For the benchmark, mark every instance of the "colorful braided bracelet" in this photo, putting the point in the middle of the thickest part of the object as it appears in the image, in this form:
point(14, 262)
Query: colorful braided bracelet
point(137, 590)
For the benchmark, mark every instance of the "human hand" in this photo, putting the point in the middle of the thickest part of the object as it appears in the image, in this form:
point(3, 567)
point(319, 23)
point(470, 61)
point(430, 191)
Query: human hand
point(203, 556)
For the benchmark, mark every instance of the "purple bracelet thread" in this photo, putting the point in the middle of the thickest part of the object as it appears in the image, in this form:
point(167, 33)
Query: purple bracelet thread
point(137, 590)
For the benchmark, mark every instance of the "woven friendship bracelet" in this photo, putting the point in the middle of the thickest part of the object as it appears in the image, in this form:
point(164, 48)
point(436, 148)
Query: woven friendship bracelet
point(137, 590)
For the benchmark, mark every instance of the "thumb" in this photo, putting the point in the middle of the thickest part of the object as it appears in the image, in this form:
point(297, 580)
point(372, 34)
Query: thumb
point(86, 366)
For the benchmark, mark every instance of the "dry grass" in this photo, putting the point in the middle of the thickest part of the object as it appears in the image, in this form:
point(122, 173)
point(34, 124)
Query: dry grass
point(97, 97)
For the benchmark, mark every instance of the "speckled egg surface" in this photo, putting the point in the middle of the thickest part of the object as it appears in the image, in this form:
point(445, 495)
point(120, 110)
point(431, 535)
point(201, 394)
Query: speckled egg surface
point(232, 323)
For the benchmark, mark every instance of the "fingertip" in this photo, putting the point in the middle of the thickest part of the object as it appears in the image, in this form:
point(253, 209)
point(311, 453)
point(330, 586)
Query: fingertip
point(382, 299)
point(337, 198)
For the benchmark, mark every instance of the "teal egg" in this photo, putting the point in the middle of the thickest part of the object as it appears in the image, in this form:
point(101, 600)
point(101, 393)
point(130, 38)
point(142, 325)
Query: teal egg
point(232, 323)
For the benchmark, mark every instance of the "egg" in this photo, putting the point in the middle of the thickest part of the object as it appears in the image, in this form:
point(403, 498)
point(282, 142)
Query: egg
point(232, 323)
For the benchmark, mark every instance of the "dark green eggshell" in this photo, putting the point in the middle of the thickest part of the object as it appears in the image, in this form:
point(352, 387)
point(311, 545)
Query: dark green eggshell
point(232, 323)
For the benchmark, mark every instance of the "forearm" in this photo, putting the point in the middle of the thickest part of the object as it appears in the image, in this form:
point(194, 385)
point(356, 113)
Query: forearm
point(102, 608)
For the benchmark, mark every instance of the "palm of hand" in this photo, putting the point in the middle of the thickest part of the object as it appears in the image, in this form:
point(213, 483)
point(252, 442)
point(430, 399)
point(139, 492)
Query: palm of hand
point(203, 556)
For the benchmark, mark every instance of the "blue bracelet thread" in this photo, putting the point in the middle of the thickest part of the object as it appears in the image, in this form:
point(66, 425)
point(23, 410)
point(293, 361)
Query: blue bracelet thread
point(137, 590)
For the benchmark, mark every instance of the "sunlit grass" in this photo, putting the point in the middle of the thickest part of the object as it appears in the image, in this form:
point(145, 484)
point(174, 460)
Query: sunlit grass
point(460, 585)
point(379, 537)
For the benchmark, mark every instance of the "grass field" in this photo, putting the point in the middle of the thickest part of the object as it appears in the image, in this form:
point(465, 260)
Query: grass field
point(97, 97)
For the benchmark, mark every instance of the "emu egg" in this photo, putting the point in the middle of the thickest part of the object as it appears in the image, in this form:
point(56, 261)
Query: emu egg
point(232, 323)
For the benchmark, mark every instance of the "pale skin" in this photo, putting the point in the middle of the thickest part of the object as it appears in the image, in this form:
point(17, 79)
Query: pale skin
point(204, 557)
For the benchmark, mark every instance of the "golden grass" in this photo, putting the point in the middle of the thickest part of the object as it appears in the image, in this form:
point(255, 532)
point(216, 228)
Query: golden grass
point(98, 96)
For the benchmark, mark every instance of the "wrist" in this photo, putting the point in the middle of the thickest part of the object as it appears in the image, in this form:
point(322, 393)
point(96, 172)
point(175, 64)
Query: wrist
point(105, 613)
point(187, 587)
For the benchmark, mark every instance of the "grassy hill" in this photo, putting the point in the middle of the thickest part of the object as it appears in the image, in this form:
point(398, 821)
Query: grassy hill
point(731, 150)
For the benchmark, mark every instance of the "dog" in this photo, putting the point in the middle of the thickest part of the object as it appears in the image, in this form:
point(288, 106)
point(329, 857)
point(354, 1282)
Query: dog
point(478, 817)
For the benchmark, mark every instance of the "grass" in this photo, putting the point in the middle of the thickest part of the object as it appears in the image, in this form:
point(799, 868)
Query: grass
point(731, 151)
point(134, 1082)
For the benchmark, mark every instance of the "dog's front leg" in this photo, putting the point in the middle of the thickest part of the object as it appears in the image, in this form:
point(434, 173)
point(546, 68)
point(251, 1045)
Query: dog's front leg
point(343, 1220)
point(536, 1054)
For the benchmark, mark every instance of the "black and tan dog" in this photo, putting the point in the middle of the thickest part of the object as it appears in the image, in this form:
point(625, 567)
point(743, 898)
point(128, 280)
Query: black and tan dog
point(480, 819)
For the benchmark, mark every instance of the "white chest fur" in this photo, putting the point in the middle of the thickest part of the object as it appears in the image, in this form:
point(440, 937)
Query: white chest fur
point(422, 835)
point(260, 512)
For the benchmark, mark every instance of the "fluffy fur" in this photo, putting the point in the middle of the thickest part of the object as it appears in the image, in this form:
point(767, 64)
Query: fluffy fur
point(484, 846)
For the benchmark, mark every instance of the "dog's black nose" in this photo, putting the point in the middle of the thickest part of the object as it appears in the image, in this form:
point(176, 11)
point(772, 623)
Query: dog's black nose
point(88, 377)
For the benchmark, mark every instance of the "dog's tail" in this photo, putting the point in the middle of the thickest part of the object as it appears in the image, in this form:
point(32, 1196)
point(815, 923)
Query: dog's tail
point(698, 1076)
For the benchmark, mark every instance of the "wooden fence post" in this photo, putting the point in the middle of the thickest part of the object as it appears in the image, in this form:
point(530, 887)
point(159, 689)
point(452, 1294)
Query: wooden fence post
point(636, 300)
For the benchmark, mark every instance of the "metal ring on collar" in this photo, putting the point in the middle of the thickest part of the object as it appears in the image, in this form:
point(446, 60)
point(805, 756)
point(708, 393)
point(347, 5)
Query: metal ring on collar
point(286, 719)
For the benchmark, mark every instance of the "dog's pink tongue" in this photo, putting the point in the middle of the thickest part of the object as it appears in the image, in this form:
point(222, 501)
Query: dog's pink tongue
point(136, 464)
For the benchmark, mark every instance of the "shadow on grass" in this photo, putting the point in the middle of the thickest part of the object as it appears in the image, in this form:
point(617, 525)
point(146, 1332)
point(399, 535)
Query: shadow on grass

◇ ◇ ◇ ◇ ◇ ◇ ◇

Your task is to transcribe the material exactly.

> SOLUTION TO THIS EXERCISE:
For the benchmark, mark every instance of the "colorful braided bracelet" in this photo, putting the point in the middle of the thickest part of the object as it appears in the image, in this form:
point(14, 262)
Query: colorful braided bracelet
point(137, 590)
For the benchmark, mark every instance of the "human hand" in this photo, putting the point in the middle of the thickest part of the object as it appears in the image, in this form:
point(3, 567)
point(319, 23)
point(470, 61)
point(430, 191)
Query: human hand
point(203, 556)
For the benchmark, mark every instance of the "purple bracelet thread" in this photo, putting the point in the middle of the thickest part of the object as it appears in the image, in this form:
point(167, 33)
Query: purple bracelet thread
point(137, 590)
For the benchmark, mark every instance of the "woven friendship bracelet" in this photo, putting the point in the middle of the thickest part of the object as it appears in the image, in this form:
point(164, 48)
point(436, 148)
Query: woven friendship bracelet
point(137, 590)
For the benchmark, mark every instance of the "thumb" in this photo, putting the point in the middle of the thickest part of the object as it appears in the image, in this form:
point(297, 580)
point(372, 34)
Query: thumb
point(86, 366)
For the benchmark, mark every instance of the "dry grass" in this photo, putting the point in the middle of the thickest part of the object as it appears in the image, in this form:
point(122, 173)
point(34, 124)
Query: dry grass
point(97, 97)
For the benchmark, mark every instance of the "speckled egg surface" in this photo, putting the point in the middle of the thickest part of the object as it appears in the image, in this form:
point(445, 495)
point(120, 110)
point(431, 535)
point(201, 394)
Query: speckled egg surface
point(232, 323)
For the benchmark, mark every instance of the "fingertip" in this photo, putting the point in the middle of the thickest part of the object as it appears in the image, in this form:
point(253, 209)
point(311, 453)
point(330, 586)
Query: fingertip
point(382, 299)
point(337, 198)
For the benchmark, mark every instance of the "teal egg" in this photo, putting the point in the middle of the thickest part of the object as it appears in the image, in this form:
point(101, 600)
point(101, 393)
point(130, 38)
point(142, 325)
Query: teal egg
point(232, 323)
For the benchmark, mark every instance of the "egg" in this photo, putting the point in the middle of the thickest part of the object as it appears in the image, in this form:
point(403, 498)
point(282, 142)
Query: egg
point(232, 323)
For the benchmark, mark every instance of the "dark green eggshell" in this photo, putting the point in the middle of the thickest part of the object as it appears in the image, in this form:
point(352, 387)
point(311, 545)
Query: dark green eggshell
point(232, 323)
For the benchmark, mark every instance of the "forearm" in this photo, putting the point in the middle of the thickest part of the object as it appears in the image, in this form:
point(194, 385)
point(356, 113)
Query: forearm
point(102, 608)
For the benchmark, mark every instance of the "palm of hand" in this photo, putting the point in the middle of the thickest part of the object as it appears in the image, in this form:
point(213, 483)
point(252, 442)
point(430, 399)
point(139, 492)
Query: palm of hand
point(203, 556)
For the benchmark, mark every instance of the "blue bracelet thread" in this photo, putting the point in the middle of the thickest part of the object as it appears in the image, in this form:
point(66, 425)
point(23, 410)
point(293, 361)
Query: blue bracelet thread
point(137, 590)
For the benchmark, mark every instance of the "sunlit grass" in this photo, putting the point in the middle of the thickest part of the object as it appears in the image, in this form:
point(145, 484)
point(174, 460)
Query: sunlit grass
point(460, 585)
point(379, 537)
For the benchmark, mark every instance of the "grass field" in this photo, putting the point in the middle of the thickest part of the object as it appears in the image, in this form:
point(465, 260)
Query: grass field
point(97, 97)
For the benchmark, mark every instance of the "emu egg" in this photo, putting the point in the middle of the thickest part of the object as it appears in the image, in this form:
point(56, 261)
Query: emu egg
point(232, 323)
For the benchmark, mark every instance of the "pale skin" in this photo, putting the point in the middle of the thickest part of the object as it appears in the image, in this form:
point(17, 79)
Query: pale skin
point(204, 557)
For the benchmark, mark every instance of the "golden grass" in this photo, putting the point in the middle of the thickest part of the object as it appears in the image, in this form:
point(255, 532)
point(216, 228)
Query: golden grass
point(98, 96)
For the benchmark, mark every instance of the "wrist" in this photo, putting the point in the middle of the thickest part of the object as it appears in the image, in this form:
point(322, 393)
point(96, 172)
point(175, 64)
Query: wrist
point(105, 613)
point(187, 587)
For the benchmark, mark every instance of the "grassy hill" in this photo, putting the point in the middle of the thickest part of the object as it appears in the image, in this form:
point(398, 821)
Query: grassy hill
point(731, 150)
For the benchmark, mark every instance of the "dog" in this photo, putting the point in the middle of the thickest part of the object as it appears in the image, in this form:
point(288, 106)
point(329, 857)
point(354, 1282)
Query: dog
point(478, 817)
For the benchmark, mark every instance of the "grass" in this photo, putting the point in the middle of the thickest part of the object as it appears in the image, in this form:
point(799, 868)
Query: grass
point(731, 151)
point(134, 1082)
For the benchmark, mark every instance of the "dog's front leg" in this photo, putting the point in the middle of the thickest part of the object as it appears in the image, in this form:
point(434, 173)
point(546, 68)
point(251, 1045)
Query: dog's front leg
point(343, 1220)
point(536, 1054)
For the benchmark, mark every instance of the "black and tan dog" in this photo, putting the point in the middle of the thickest part of the object as it appears in the image, in this form:
point(625, 567)
point(743, 898)
point(128, 280)
Query: black and tan dog
point(480, 819)
For the benchmark, mark every instance of the "white chest fur" in this photo, putting the point in the middle of the thickest part of the object as it appears in the image, in this form:
point(440, 937)
Query: white chest fur
point(422, 835)
point(260, 512)
For the benchmark, mark every instance of the "fluffy fur" in this photo, putting the point in the middle of the thickest part of the object as it appears in the image, in this form:
point(767, 64)
Query: fluffy fur
point(484, 846)
For the benchmark, mark every instance of the "dog's black nose" in this photo, putting the point in the middle of the thickest part of the object as it appears in the image, in this form:
point(176, 11)
point(772, 623)
Query: dog's black nose
point(88, 377)
For the benchmark, mark every instance of the "dog's tail" in this photo, putting the point in the middle of the thickest part of the object as it appears in the image, in this form:
point(32, 1196)
point(815, 923)
Query: dog's tail
point(698, 1076)
For the benchmark, mark every instance of the "wooden fence post" in this photo, putting the point in the middle of the thickest part of the object as it appears in the image, in this form:
point(530, 887)
point(159, 689)
point(452, 1294)
Query: wooden fence post
point(636, 300)
For the benchmark, mark every instance of the "metal ring on collar" in this photo, putting the point in the middle of the thickest part of the object as it appears in the image, in this form:
point(446, 60)
point(805, 756)
point(708, 393)
point(347, 5)
Query: metal ring on collar
point(286, 719)
For the benchmark, mark every instance of the "dog's pink tongue" in this photo, putting the point in the middle of the thickest part of the object as it appears in the image, in this form:
point(222, 501)
Query: dog's pink tongue
point(136, 464)
For the benchmark, mark every instance of the "shadow on grass" in this photo, putting the point in the middle of the thickest part of the object as it appears in the image, in this form:
point(617, 525)
point(146, 1332)
point(399, 535)
Query: shadow on grass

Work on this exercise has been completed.